# Closest you’ve missed from...



## DevilDog09 (Oct 4, 2016)

Was scouting with my buddy this weekend on the south slope for his rifle hunt. Woke up this morning with the intention of just checking out some meadows. Decided to pack my bow along just Incase the opportunity presented itself. Got out of the truck, gave a quick cow call and got an instant response. I called again and got multiple responses from cows. We looked to the trees and saw a heard of about 10 slowly grazing. So in a flash I had my bow out, arrow nocked and we were headed to cut them off. We got to a single pine tree for cover, I called again and they immediately started heading towards us. My friend ranged the lead cow at 40 yds, but I had no shot as I was on the other side of tree. They continued heading in our direction. I watched through the branches as the cow was going to step past the tree and present me a perfect broadside shot. I drew back before she stepped out, thought to myself 40 yds, put the pin on her and let it fly. I watched as my arrow flew over her back and into the abyss. They were gone in a blink and I stood there dumb founded at what had happened. We replayed it over, my friend went and stood right where she was, and I ranged him at 21 yds...21! I didn’t take into account the fact that the heard was traveling in front of us, but the fact that they were angling towards us; the 40 yds range my friend gave me was before she gave me a shot. It was my first shot with a bow at an elk, so to to say I had tunnel vision would be an under statement. What’s everyone’s closest miss from?


----------



## sheepassassin (Mar 23, 2018)

I missed a cow at 9 feet once. First elk I’d ever drawn back on and put the 20 yard pin on her heart. Shot right under her. Couldn’t believe it. Never made that mistake again


----------



## molarmechanic (Jul 2, 2018)

DATA EXCERPTS >>
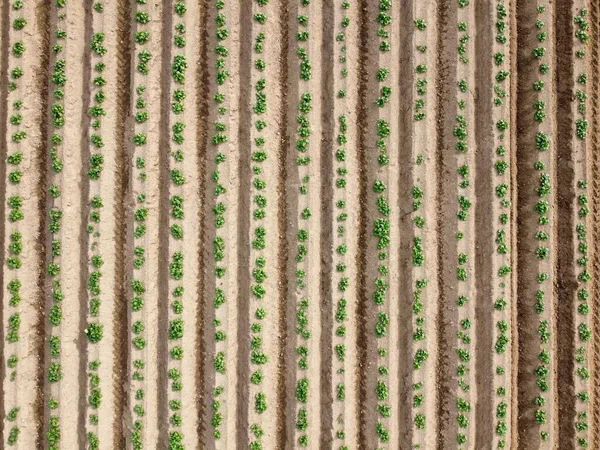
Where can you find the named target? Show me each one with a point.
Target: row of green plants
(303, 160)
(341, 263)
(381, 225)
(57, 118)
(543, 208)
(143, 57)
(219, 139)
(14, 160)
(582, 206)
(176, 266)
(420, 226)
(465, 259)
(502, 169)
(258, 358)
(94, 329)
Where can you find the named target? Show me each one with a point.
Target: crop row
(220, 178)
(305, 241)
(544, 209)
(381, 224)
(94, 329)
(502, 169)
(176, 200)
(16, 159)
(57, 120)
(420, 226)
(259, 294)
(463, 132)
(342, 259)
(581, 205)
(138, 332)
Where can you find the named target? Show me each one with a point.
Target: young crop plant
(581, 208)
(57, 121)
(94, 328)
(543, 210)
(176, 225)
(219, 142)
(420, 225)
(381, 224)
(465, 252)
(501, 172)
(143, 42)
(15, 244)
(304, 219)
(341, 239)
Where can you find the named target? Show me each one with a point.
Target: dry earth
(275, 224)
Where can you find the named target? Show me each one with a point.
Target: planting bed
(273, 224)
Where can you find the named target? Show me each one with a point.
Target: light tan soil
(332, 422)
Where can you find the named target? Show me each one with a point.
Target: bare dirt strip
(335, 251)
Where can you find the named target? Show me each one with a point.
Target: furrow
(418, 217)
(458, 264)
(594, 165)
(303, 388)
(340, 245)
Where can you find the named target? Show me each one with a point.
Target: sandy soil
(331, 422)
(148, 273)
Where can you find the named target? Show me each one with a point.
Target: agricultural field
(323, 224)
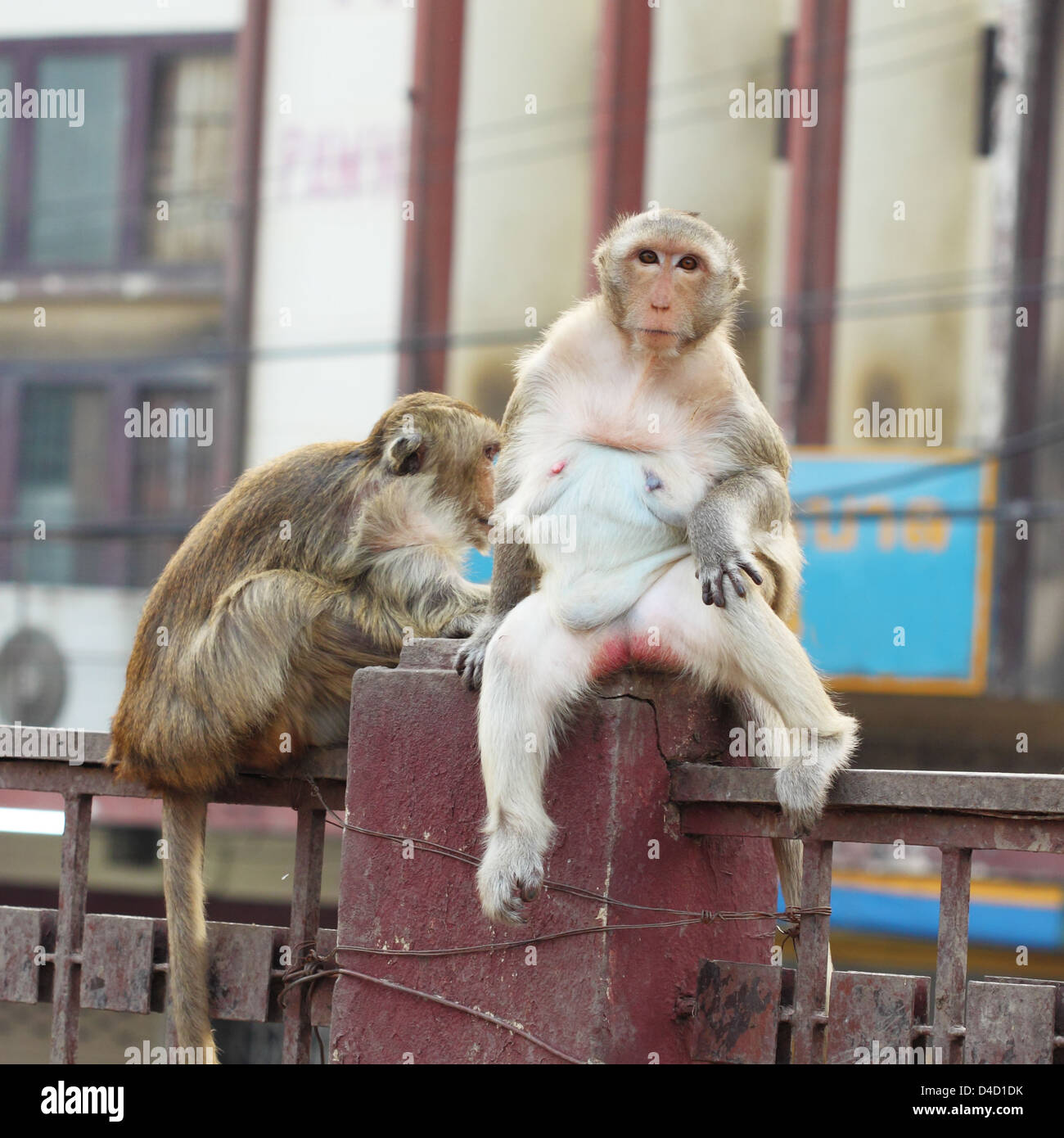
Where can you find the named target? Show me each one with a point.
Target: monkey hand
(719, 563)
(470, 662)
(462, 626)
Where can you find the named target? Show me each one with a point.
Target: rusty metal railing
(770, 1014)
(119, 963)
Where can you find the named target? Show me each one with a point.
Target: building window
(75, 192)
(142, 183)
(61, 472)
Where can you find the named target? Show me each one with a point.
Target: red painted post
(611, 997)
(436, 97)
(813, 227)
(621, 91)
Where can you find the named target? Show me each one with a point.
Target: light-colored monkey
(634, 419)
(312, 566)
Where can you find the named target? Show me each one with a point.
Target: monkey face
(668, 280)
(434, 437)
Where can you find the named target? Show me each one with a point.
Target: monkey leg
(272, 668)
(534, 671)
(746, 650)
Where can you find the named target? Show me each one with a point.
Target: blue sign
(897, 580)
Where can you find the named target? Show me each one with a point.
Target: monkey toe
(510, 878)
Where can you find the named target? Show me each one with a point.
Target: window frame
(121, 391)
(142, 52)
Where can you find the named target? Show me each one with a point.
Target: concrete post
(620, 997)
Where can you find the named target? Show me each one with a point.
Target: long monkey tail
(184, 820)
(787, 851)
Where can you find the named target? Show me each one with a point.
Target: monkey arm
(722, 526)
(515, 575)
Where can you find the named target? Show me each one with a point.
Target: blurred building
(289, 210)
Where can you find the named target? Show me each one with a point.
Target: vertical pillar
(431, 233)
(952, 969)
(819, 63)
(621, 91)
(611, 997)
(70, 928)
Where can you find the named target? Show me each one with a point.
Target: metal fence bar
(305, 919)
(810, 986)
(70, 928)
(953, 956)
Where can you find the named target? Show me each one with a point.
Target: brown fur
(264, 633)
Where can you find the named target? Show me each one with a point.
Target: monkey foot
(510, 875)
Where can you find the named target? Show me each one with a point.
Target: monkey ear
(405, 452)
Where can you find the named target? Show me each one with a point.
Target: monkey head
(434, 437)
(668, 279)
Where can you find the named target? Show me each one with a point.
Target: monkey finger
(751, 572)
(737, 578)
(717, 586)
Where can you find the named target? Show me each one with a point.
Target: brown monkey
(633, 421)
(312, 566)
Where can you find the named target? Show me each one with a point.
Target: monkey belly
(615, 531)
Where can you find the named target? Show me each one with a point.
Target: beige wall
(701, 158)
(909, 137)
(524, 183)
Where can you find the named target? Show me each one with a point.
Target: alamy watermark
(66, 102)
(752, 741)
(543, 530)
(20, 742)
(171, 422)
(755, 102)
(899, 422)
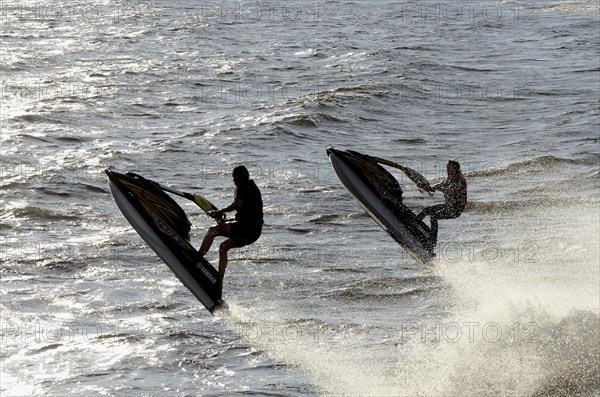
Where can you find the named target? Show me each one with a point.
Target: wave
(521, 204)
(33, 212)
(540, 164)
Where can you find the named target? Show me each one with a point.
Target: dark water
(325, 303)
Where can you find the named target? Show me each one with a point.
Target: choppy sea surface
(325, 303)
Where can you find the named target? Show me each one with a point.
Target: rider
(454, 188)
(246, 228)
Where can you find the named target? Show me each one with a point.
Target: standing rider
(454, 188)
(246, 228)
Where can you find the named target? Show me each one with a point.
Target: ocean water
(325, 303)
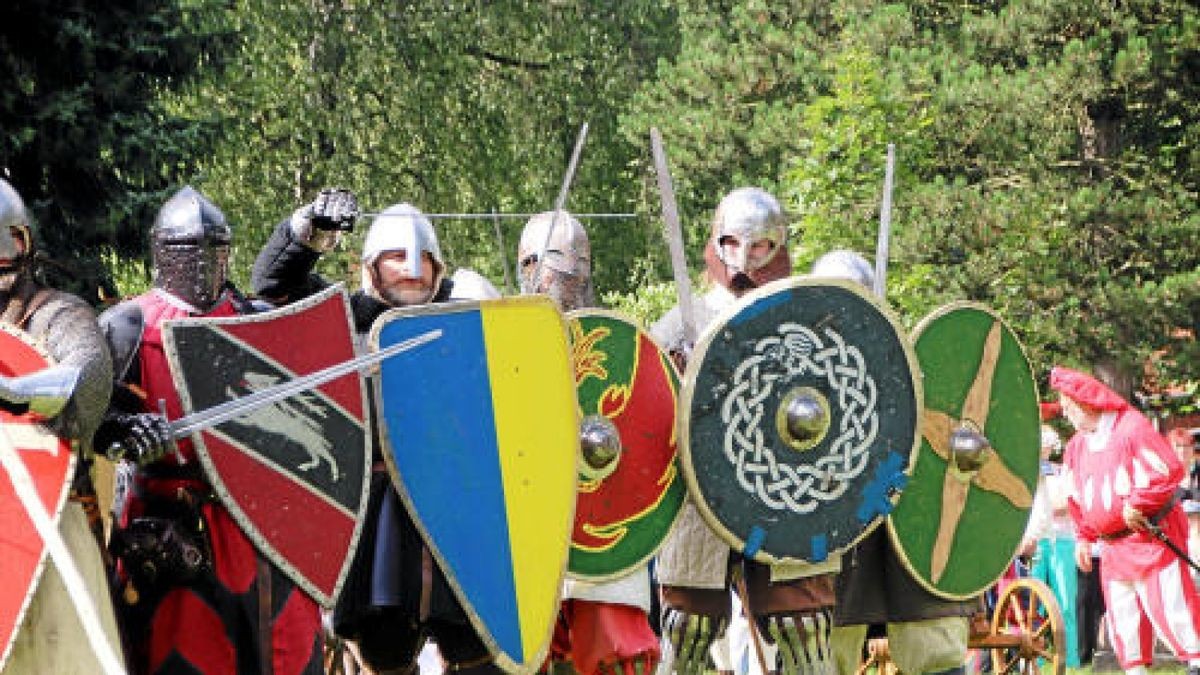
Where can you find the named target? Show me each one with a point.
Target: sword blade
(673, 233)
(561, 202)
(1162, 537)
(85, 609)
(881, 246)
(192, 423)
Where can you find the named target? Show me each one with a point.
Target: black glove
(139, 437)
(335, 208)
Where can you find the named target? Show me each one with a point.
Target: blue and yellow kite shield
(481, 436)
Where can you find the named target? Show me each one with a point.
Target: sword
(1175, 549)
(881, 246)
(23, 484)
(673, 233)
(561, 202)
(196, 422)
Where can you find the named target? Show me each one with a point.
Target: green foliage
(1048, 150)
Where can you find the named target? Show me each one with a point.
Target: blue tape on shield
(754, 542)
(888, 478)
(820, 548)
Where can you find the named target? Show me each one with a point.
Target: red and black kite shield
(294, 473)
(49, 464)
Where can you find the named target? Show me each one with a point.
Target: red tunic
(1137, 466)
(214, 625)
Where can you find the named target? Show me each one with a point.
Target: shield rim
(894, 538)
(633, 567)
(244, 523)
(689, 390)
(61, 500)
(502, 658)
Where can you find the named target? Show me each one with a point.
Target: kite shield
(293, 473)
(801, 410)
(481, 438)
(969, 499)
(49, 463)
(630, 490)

DIRECTIONS >>
A. Count how many lines of the records contain the word "metal", and reply with that number alone.
B. Go on with the forum thread about the closest missed shots on elk, starting right after its final line.

EXPECTED RESPONSES >>
A. 2

B.
We just moved from Georgia and last year was my girlfriends first year hunting with a bow. We sat in stands all day, no whitetails came close but as we got down an Armadillo made its way towards us to about 5 yards. I told her to take it as they are just nuisances down there. She got so excited that she forgot to look through the peep. Im not sure if that arrow ever landed or if it just went in to orbit.


----------



## Roboz (May 30, 2018)

I missed a javelina at like 2 yards...it ran off and i drilled it at 20. Sometimes its just too close haha...Calling javelina's is a blast!


----------



## Shortbus (Jun 29, 2016)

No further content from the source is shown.